▶ _Text passage_
App Comparison
BeReal vs Rawly: Which App Is Worth Your Time in 2026?
Quick Answer
BeReal enforces authenticity. Rawly monetizes it. Both apps use dual-camera capture — front and back lens simultaneously — and both ban filters and gallery uploads. The difference: BeReal has no creator income model. Rawly pays for challenge wins in real EUR, transferred via Jeton at €0.06 each. If you want to share unfiltered moments with friends, BeReal works. If you want to earn from those same moments, BeReal cannot help you.
What BeReal Got Right
BeReal solved a real problem. By 2022, every social feed was a highlight reel. Filters, curated angles, agonized captions. BeReal pushed back hard.
The mechanics were clever. A random notification fired once a day. You had two minutes to capture front and back camera simultaneously. No retakes. No filter. No choosing your best shot from a gallery roll. The result was a feed of genuinely unposed moments — messy desks, grocery runs, bored commutes.
A few things BeReal got right that deserve credit:
- Dual-lens capture. Front and back camera fire together. You see the subject and the person taking the photo at the same time. It adds context no single-lens shot can match.
- No public follower counts. BeReal deliberately hid follower numbers from public view. Less status competition. More actual sharing.

▶ _Source material_
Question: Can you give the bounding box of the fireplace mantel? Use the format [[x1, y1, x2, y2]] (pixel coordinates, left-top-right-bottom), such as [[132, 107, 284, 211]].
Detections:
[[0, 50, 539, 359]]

▶ _Requirements_
**a)** In the BeReal vs Rawly comparison, how much does Rawly pay for each challenge win, and through what service?
**b)** Why, according to the BeReal vs Rawly comparison, did BeReal keep follower numbers out of public view?
**c)** Continue the BeReal vs Rawly comparison from its final sentence.

▶ _Responses per task_
**a)** Rawly pays €0.06 per challenge win in real EUR, transferred via Jeton.

**b)** BeReal hid follower counts to reduce status competition and encourage more actual sharing.

**c)**
- No filters at all. The app never shipped a filter layer. What the sensor captures is what gets posted.
- No gallery uploads. Every photo is taken in-app, in the moment. You cannot reach into your camera roll and choose a flattering shot from three days ago.
These were genuine product decisions, not marketing copy. They mattered. BeReal's growth to over 73 million monthly active users in 2022 was driven by exactly these constraints.
Why BeReal Stalled
BeReal peaked fast and then plateaued. The app was acquired by French publisher Voodoo SAS in 2024. Here is what went wrong.
No income model for users. BeReal built an interesting social layer and then offered users nothing in return for participating. You posted your photo, your friends reacted with RealMojis, and that was the end of the value exchange. There was no way to earn anything, no way to build toward anything.
Notification fatigue. The random daily notification was charming for the first few weeks. After a year, many users found it disruptive without being rewarding. The same format, every day, with no variation or progression.
No discovery layer. BeReal was a friends-only feed. There was a "Discover" tab for public posts, but no meaningful community voting, no challenges, no way for a good photo to surface to people who might appreciate it. Your reach was permanently capped by your existing network.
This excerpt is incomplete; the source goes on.